▶ _EXERCISE_: Collect every line of the listing below that contains the word "patio", and copy each one in full.
begin DATA SHOWN
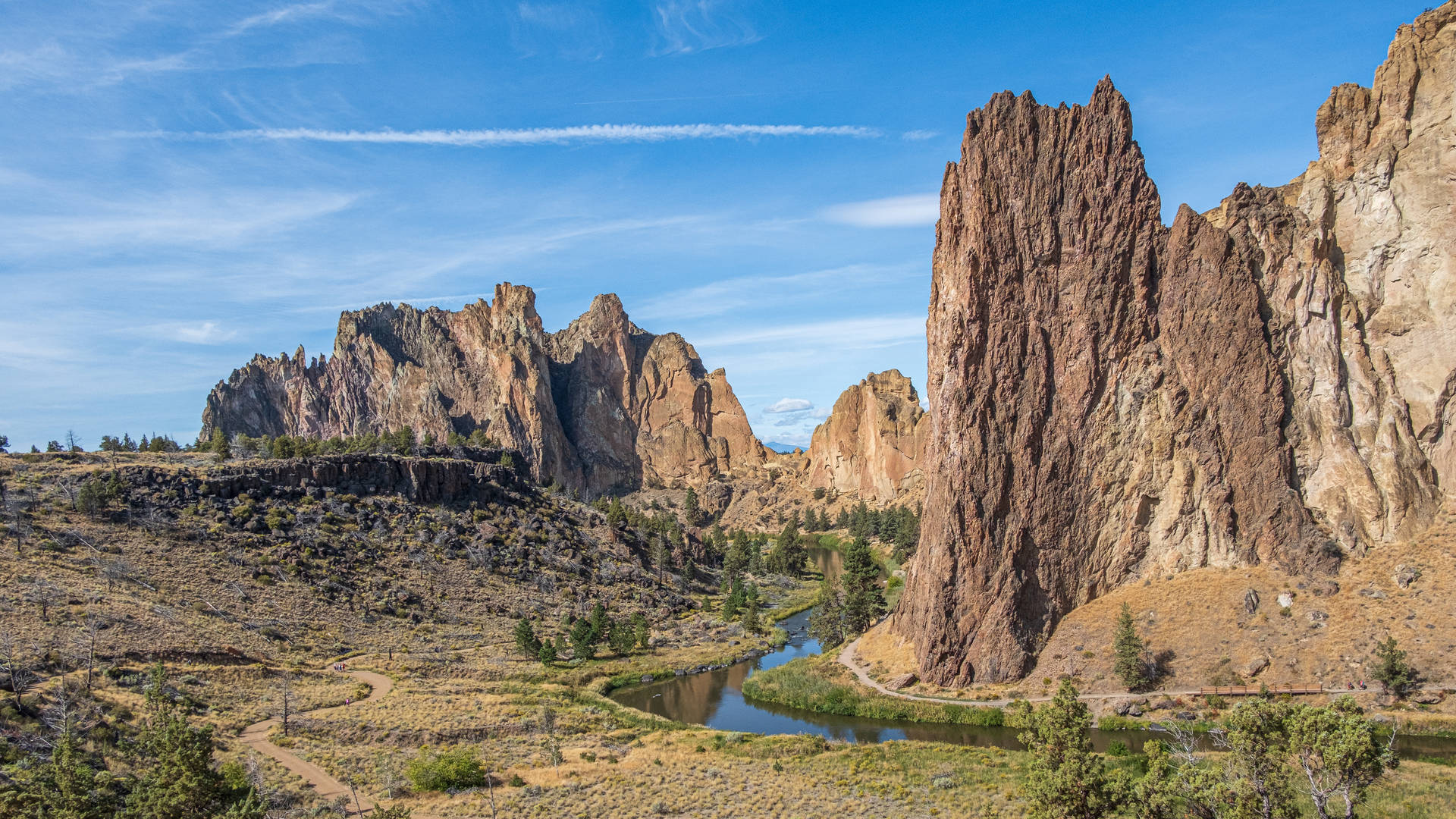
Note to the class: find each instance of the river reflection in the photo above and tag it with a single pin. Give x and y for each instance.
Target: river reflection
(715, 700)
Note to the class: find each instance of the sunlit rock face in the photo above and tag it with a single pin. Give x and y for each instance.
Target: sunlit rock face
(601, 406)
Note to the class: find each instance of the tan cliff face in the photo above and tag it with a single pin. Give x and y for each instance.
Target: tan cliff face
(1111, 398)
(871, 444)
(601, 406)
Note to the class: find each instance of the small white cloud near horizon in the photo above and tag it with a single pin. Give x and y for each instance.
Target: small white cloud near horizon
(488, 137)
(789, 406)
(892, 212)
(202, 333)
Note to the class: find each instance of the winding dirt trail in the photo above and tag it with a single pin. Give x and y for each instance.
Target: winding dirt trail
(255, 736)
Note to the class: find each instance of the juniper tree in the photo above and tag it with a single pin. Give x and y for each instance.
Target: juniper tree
end DATA SHOWN
begin DATA SHOWN
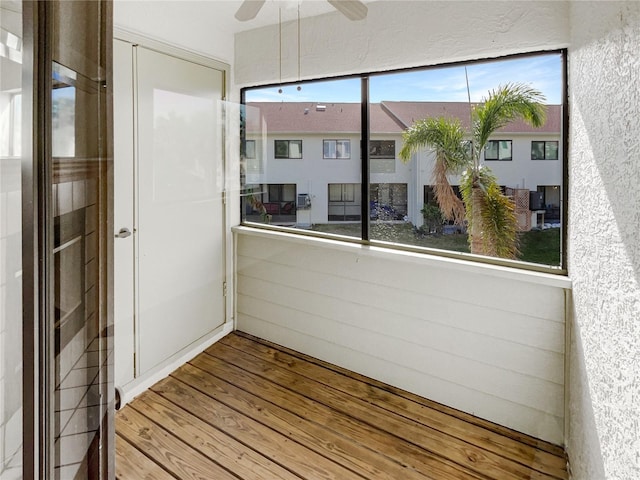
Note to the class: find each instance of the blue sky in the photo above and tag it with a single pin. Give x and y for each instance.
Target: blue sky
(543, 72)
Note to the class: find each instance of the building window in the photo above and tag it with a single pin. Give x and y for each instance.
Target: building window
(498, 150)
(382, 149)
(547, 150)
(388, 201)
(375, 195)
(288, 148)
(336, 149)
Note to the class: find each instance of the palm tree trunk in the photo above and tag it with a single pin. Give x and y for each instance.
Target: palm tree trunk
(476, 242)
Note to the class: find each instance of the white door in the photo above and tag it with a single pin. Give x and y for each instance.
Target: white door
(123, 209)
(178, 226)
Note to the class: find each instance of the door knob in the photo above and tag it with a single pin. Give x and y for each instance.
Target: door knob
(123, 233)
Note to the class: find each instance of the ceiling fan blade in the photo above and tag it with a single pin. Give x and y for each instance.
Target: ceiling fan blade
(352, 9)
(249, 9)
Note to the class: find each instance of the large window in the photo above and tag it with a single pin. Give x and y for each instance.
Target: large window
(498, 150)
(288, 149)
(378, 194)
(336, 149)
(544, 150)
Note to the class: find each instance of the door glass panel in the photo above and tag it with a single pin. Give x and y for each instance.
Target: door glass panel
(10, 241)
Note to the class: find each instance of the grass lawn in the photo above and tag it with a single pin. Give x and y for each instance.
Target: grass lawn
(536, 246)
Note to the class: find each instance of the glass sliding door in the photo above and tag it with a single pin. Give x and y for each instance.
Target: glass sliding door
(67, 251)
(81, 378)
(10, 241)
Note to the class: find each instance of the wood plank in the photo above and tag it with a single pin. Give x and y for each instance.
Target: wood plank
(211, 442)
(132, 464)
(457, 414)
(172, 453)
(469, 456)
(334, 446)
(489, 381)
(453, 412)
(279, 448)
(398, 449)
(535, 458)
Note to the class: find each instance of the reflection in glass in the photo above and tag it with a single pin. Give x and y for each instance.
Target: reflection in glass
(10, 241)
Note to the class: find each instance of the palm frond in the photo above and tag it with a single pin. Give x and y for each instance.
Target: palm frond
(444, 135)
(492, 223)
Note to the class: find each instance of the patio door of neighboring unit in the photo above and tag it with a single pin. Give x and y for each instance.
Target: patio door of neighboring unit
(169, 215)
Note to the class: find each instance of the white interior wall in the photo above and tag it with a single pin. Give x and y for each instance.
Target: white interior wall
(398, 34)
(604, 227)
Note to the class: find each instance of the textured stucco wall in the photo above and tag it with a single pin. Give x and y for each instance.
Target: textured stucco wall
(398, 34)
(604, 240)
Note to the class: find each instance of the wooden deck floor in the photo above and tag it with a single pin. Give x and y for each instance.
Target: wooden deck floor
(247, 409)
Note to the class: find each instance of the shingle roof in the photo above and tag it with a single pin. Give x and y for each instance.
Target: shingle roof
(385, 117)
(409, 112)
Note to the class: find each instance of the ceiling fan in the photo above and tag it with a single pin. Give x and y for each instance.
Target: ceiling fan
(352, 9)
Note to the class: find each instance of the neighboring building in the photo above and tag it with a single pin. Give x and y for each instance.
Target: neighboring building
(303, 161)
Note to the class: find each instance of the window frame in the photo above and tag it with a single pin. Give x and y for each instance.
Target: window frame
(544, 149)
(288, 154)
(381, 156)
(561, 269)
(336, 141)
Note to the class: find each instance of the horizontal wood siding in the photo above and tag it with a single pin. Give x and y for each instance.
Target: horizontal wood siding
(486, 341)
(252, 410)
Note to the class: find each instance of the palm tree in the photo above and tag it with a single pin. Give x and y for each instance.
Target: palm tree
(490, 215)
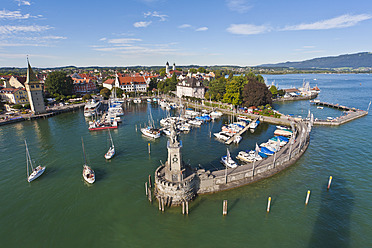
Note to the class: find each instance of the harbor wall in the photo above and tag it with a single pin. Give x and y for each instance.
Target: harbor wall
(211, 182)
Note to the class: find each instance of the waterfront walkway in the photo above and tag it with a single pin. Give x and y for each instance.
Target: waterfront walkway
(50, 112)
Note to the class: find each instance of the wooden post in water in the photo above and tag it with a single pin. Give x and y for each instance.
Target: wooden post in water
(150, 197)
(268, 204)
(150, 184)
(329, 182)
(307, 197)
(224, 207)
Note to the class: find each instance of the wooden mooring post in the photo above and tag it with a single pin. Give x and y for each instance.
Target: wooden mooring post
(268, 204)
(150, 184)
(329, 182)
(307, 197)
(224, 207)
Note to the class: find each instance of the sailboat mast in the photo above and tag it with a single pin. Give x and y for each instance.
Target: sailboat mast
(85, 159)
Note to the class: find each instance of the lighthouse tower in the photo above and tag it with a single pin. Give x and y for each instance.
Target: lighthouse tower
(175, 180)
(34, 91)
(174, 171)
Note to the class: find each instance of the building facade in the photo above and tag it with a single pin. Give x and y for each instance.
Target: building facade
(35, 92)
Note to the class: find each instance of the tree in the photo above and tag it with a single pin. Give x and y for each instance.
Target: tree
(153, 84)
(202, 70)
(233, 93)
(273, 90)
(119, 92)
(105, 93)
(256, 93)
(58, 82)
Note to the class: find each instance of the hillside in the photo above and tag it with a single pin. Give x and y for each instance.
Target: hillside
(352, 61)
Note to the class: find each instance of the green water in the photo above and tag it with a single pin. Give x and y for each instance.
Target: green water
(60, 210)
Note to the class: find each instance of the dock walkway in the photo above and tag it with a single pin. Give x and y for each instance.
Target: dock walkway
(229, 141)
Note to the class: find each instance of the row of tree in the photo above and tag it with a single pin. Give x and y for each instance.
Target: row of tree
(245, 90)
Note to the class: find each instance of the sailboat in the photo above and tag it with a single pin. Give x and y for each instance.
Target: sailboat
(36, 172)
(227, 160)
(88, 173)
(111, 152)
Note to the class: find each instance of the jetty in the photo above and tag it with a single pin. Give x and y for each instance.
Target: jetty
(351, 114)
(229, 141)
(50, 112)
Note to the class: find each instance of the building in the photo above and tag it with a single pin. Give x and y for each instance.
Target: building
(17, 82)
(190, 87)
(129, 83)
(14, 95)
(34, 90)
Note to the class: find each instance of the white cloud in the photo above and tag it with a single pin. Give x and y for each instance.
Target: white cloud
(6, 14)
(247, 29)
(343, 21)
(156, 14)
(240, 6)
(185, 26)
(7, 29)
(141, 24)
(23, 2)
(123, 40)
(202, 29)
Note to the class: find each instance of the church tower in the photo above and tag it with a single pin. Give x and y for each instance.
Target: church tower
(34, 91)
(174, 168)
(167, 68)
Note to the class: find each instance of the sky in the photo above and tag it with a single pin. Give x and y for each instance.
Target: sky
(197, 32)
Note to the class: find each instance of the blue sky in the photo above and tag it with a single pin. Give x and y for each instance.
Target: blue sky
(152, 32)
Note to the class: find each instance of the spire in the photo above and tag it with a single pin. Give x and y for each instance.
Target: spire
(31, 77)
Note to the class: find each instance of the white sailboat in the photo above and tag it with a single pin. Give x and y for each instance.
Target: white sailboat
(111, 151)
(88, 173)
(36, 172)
end DATA SHOWN
▶ _SOLUTION TO THIS TASK_:
Note to the class: find each instance of the patio door of neighboring unit in the photo above and tag it with a single pin. Give x and y for each instance.
Target: patio door of neighboring unit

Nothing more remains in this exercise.